> **Exercise requirements**: Please repeat all of the records below word for word, changing nothing.

> **A block of data**:
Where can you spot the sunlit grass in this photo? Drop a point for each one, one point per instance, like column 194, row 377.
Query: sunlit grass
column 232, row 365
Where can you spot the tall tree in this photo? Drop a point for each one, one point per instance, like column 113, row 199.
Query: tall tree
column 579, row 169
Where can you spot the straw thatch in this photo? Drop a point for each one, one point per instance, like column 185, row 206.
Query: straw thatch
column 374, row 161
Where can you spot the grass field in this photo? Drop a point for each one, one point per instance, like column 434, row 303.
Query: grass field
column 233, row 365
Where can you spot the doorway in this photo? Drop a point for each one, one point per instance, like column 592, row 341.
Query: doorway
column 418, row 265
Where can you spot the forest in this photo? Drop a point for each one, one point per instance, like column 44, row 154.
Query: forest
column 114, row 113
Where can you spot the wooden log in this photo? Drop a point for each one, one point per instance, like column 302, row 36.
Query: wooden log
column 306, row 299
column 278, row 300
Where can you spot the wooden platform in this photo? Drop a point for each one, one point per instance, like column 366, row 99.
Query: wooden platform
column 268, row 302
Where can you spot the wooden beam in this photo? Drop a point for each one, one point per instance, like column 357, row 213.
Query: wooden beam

> **Solution to this problem**:
Where can you spot the sunlit grass in this photo? Drop a point for each one, one point per instance, like column 194, row 377.
Query: sunlit grass
column 232, row 365
Where can you spot the tall tree in this photo? Drop a point for each one, one point per instance, like column 113, row 199.
Query: tall tree
column 579, row 169
Where can you spot the straw thatch in this photo? Drop a point for each one, one point per instance, like column 185, row 206.
Query: straw thatch
column 374, row 161
Where can you spot the grass field in this photo? Drop a point for each one, one point per instance, like column 434, row 303.
Query: grass field
column 233, row 365
Where can you spot the doorway in this photo? Drop a point for each one, one point per instance, like column 592, row 341.
Query: doorway
column 418, row 265
Where can you spot the forest in this photo? Drop a point for each one, one point per instance, like column 44, row 154.
Query: forest
column 114, row 113
Where can you spot the wooden log in this photo? Drop a point for each one, one point per instance, like column 302, row 36.
Query: wooden log
column 306, row 299
column 278, row 300
Where can you spot the wooden platform in this photo? Drop a point for each one, one point per instance, like column 366, row 99.
Query: wooden platform
column 268, row 302
Where can you spot the wooden beam in this photo? Drop a point for each one, one point per instance, like column 357, row 213.
Query: wooden beam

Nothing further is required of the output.